• BRIEF: Gather each line of the items below that contains the string "roof", and copy those lines in full. Case counts when matching.

• DATA ENTRIES:
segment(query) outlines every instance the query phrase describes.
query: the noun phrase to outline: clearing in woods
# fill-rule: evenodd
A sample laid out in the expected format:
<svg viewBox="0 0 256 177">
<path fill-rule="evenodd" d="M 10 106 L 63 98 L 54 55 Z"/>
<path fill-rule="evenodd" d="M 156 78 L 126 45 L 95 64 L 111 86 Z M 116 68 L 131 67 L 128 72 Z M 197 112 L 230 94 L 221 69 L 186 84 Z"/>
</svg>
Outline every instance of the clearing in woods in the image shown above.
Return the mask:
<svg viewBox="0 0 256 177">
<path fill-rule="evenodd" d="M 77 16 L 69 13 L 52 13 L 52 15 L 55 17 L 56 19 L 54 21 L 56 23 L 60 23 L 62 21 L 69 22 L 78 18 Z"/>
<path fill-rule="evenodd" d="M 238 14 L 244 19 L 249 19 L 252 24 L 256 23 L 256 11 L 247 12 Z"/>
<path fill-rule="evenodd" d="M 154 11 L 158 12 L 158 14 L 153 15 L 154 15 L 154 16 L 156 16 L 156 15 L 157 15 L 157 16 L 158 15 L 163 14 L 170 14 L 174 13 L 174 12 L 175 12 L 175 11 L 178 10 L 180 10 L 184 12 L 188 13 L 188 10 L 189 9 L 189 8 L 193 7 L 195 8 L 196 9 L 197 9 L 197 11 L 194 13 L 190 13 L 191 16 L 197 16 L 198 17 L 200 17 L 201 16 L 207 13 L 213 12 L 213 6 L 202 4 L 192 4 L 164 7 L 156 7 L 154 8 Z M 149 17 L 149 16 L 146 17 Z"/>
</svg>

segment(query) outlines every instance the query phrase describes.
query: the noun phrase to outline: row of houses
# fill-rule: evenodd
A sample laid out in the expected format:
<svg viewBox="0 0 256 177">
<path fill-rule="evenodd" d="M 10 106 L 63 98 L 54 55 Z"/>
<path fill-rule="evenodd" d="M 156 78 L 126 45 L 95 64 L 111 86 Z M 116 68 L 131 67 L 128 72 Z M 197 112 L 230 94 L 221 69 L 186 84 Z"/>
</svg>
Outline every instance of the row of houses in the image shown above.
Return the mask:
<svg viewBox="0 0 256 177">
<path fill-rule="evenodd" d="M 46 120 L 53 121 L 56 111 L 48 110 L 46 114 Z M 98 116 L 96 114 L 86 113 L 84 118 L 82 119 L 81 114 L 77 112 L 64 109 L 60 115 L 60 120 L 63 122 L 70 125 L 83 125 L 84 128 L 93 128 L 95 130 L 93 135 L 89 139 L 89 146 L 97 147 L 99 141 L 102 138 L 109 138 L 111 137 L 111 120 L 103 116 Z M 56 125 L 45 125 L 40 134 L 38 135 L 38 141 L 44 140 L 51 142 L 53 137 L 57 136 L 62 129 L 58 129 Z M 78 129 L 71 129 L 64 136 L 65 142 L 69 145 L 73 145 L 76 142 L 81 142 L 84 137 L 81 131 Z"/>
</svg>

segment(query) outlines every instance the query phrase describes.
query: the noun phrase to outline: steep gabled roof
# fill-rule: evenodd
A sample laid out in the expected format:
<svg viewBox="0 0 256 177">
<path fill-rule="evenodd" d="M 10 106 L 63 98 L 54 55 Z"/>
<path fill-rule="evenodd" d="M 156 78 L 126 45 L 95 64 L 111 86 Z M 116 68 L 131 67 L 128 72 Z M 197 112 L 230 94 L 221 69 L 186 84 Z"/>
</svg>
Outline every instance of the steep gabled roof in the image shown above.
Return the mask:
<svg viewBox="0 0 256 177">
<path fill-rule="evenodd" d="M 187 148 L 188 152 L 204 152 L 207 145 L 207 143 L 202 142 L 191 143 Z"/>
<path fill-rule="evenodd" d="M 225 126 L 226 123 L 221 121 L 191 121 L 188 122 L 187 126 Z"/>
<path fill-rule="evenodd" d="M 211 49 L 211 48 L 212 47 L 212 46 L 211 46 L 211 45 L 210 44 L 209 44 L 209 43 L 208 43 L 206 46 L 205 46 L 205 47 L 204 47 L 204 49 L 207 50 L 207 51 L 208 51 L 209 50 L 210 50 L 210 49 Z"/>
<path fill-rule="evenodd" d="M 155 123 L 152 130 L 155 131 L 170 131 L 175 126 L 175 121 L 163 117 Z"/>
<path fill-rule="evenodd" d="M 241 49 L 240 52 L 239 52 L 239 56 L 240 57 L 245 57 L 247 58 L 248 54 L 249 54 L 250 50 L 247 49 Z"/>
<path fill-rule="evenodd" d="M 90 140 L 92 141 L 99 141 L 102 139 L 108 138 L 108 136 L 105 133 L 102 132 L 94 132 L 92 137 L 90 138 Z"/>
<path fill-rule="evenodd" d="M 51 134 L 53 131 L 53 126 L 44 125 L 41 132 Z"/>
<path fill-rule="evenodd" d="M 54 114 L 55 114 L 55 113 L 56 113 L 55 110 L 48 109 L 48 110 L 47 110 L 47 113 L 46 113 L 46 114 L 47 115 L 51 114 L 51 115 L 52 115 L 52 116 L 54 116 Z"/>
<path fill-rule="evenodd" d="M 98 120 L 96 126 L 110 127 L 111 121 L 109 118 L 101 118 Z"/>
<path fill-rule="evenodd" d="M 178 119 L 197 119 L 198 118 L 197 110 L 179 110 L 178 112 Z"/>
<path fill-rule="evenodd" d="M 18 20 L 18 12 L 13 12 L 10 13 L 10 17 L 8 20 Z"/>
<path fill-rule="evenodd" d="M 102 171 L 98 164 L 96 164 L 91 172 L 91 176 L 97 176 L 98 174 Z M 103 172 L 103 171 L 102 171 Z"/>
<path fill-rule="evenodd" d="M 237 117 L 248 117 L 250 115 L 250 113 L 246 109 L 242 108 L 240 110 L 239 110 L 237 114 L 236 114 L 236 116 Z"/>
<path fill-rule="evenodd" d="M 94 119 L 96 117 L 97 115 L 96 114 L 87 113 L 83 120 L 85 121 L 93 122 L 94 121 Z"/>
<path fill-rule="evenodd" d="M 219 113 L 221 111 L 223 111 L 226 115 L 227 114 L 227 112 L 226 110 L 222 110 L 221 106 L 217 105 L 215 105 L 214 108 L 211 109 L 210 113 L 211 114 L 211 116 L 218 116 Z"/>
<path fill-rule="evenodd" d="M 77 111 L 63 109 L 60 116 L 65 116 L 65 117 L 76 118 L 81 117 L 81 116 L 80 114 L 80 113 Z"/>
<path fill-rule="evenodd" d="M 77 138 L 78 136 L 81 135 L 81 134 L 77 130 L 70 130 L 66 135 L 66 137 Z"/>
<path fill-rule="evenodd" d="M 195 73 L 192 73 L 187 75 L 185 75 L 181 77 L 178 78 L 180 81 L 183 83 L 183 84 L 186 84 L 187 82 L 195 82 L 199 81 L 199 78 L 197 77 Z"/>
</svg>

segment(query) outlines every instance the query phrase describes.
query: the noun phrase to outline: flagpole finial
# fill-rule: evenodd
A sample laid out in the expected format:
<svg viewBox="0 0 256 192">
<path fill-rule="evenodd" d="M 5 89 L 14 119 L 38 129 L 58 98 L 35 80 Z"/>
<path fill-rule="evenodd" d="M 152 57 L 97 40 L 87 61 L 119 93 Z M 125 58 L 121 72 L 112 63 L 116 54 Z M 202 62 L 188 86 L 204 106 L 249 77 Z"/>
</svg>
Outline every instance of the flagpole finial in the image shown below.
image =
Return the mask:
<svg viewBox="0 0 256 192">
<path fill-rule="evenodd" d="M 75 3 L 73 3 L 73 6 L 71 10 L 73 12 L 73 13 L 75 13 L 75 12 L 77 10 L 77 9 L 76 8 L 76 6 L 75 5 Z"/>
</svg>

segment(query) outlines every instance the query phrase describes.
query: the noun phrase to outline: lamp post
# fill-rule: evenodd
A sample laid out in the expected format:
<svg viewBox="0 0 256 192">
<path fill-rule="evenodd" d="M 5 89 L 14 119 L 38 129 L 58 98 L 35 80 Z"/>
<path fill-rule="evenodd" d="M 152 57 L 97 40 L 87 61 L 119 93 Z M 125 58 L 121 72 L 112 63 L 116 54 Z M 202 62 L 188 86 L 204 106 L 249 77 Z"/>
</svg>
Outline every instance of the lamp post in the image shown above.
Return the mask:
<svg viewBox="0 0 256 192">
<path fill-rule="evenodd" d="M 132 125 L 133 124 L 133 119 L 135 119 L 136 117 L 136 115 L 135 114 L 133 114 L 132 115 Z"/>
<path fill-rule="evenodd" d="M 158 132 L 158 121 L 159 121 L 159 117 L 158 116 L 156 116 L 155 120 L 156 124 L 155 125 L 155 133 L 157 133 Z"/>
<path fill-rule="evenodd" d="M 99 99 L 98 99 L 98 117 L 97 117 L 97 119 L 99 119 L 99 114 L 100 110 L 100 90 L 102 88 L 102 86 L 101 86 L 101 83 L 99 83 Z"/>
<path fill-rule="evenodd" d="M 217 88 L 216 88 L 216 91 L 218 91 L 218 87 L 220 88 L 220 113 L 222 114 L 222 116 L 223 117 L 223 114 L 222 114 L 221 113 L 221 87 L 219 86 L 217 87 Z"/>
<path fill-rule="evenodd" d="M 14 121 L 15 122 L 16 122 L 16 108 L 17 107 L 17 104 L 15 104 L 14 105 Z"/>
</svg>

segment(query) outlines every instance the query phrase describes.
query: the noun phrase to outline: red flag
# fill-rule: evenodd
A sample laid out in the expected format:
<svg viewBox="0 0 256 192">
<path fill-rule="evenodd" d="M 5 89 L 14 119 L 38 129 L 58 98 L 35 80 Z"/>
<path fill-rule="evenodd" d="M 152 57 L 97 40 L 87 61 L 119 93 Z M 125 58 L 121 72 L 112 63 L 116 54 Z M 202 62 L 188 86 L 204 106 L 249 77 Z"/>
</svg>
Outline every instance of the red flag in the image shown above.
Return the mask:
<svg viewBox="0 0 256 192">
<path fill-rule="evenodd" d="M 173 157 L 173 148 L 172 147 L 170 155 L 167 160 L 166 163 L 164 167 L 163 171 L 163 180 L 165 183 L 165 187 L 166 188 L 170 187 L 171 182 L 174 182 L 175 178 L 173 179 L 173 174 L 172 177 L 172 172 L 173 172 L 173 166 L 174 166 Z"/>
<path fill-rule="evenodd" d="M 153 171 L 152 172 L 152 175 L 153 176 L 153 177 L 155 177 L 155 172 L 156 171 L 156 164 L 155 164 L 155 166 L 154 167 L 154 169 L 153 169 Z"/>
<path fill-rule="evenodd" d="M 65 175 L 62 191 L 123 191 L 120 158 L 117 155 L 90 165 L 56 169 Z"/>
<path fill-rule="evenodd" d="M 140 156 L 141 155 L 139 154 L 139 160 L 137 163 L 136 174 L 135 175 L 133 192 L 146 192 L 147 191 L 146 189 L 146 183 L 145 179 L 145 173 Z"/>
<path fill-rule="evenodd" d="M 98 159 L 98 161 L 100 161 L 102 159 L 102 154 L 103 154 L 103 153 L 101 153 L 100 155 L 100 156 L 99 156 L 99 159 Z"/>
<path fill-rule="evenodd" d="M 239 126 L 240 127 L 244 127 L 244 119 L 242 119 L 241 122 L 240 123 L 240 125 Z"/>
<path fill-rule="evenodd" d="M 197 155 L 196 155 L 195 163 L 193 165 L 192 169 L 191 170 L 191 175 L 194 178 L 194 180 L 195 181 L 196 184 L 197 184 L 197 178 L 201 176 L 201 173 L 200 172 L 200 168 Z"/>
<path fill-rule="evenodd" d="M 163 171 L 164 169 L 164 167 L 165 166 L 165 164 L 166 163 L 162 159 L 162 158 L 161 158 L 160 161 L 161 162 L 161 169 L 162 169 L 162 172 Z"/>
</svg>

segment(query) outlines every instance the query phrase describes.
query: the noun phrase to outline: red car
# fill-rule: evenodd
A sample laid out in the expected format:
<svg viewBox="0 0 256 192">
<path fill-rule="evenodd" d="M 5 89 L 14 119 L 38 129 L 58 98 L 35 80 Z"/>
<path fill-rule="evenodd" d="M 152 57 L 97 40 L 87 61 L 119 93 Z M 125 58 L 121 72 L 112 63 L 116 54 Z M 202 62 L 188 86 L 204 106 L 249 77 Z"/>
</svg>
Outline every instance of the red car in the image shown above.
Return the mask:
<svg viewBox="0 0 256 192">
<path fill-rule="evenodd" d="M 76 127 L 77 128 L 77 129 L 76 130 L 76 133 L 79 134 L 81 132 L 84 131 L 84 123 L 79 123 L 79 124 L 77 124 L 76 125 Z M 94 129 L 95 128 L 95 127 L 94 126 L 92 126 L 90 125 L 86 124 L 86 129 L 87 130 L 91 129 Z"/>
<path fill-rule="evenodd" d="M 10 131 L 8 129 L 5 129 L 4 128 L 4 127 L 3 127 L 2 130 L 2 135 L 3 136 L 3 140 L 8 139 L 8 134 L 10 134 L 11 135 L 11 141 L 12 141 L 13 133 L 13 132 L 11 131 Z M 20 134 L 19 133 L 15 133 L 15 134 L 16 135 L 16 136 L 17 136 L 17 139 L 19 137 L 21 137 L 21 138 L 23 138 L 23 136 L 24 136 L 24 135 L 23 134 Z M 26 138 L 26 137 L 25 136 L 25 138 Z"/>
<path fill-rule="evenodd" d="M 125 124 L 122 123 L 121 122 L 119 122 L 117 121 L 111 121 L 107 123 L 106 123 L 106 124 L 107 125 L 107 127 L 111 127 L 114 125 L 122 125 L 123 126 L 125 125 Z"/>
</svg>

• TASK OUTPUT:
query: the noun phrase to outline: steep gabled roof
Outline every instance of the steep gabled roof in the image shown above.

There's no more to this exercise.